### DATASET RECORDS
• • • • • • •

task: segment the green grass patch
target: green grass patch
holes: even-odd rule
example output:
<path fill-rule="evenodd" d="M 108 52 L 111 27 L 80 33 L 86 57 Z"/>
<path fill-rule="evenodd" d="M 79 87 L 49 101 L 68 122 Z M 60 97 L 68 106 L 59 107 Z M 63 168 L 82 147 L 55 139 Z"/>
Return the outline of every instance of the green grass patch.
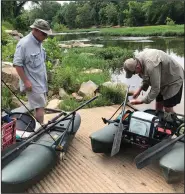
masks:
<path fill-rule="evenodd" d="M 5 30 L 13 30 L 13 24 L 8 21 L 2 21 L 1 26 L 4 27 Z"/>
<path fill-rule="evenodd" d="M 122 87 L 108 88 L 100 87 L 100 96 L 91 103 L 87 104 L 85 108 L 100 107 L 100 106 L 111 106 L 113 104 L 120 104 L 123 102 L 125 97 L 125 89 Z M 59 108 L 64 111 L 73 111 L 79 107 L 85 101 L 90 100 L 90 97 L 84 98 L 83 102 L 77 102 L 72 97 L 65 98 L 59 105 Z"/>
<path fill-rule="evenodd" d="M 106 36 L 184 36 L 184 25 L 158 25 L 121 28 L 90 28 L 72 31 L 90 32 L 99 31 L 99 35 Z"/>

• • • • • • •

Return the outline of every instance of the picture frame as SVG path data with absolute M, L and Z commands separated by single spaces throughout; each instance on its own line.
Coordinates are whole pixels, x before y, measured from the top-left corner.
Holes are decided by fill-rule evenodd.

• • • • • • •

### REQUIRED ACTION
Pull every line holding "Return" out of the records.

### TASK SOLUTION
Return the outline of every instance of the green grass patch.
Return the outline of every instance of the picture frame as SVG path data with absolute M, L and Z commands separated by single spaces throughout; each instance on its own line.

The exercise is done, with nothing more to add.